● **What is being asked**
Collect all lines containing the word "center" from the data.

Natural-language object grounding data
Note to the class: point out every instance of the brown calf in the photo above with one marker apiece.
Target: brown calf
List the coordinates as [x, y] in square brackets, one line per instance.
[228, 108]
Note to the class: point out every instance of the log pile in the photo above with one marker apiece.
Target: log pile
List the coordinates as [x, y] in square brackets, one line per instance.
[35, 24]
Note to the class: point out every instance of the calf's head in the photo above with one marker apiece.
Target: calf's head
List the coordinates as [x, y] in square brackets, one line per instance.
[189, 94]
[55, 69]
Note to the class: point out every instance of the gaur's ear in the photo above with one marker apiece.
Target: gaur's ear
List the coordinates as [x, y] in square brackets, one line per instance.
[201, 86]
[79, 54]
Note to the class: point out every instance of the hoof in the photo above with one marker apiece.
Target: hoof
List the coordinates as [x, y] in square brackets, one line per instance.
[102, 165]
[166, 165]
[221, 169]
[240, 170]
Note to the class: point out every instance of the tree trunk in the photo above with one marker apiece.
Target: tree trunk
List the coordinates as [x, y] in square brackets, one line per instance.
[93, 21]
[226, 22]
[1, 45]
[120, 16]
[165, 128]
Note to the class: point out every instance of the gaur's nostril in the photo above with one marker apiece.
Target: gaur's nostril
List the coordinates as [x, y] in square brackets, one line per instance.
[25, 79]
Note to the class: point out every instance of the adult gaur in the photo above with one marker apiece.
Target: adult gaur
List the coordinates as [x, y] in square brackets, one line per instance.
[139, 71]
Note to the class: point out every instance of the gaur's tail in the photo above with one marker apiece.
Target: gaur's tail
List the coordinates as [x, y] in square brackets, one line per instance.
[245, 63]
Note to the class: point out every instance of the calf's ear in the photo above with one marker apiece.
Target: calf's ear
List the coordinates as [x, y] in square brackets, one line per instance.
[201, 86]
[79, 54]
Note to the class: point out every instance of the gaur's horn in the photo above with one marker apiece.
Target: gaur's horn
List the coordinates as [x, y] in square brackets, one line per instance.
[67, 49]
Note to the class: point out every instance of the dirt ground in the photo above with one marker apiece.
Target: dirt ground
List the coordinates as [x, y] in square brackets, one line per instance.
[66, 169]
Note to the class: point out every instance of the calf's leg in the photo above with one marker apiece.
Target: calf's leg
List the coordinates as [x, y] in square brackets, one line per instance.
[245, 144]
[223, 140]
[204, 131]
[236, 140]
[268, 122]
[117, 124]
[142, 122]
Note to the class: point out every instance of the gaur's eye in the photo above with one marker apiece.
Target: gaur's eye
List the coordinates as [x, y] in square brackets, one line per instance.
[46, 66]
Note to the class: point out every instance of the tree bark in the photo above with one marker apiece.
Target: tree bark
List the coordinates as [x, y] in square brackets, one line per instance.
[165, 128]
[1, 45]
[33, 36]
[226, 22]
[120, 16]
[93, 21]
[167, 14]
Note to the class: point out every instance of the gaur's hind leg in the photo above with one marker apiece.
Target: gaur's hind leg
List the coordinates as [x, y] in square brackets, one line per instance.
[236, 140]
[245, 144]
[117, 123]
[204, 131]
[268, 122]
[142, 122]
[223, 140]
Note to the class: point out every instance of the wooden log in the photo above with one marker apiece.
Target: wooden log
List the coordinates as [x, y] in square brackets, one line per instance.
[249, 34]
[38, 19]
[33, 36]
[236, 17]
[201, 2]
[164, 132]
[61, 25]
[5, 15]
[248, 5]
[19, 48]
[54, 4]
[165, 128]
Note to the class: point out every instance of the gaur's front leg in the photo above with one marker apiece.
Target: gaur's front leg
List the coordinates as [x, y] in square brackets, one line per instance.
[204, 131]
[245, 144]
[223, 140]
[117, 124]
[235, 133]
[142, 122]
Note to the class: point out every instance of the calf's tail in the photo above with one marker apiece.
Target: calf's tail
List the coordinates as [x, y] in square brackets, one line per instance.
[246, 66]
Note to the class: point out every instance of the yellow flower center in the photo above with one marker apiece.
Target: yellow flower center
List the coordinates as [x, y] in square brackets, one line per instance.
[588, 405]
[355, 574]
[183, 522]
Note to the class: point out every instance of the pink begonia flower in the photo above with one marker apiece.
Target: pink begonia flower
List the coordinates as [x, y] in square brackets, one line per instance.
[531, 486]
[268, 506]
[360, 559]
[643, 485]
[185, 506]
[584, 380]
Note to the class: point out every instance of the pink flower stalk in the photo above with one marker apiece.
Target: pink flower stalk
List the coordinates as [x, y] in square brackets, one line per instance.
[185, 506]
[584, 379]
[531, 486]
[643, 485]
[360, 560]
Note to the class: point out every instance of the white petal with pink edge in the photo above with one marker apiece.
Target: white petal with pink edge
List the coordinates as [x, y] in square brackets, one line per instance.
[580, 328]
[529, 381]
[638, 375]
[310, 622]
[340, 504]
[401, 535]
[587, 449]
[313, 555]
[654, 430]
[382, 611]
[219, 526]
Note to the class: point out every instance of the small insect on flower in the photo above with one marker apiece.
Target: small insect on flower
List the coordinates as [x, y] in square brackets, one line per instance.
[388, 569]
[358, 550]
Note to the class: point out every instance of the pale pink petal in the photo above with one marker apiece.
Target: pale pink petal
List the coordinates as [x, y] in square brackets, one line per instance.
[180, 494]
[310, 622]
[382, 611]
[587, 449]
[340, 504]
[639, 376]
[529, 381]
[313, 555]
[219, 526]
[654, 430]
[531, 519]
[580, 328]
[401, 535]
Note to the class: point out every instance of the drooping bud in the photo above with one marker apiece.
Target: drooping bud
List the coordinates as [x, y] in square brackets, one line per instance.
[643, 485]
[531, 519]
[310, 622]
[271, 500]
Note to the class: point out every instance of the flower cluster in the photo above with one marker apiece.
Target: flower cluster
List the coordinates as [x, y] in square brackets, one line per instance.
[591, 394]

● **Answer space**
Note to the class: point out every instance of the yellow flower center in the photo above with one marker apiece.
Target: yellow flower center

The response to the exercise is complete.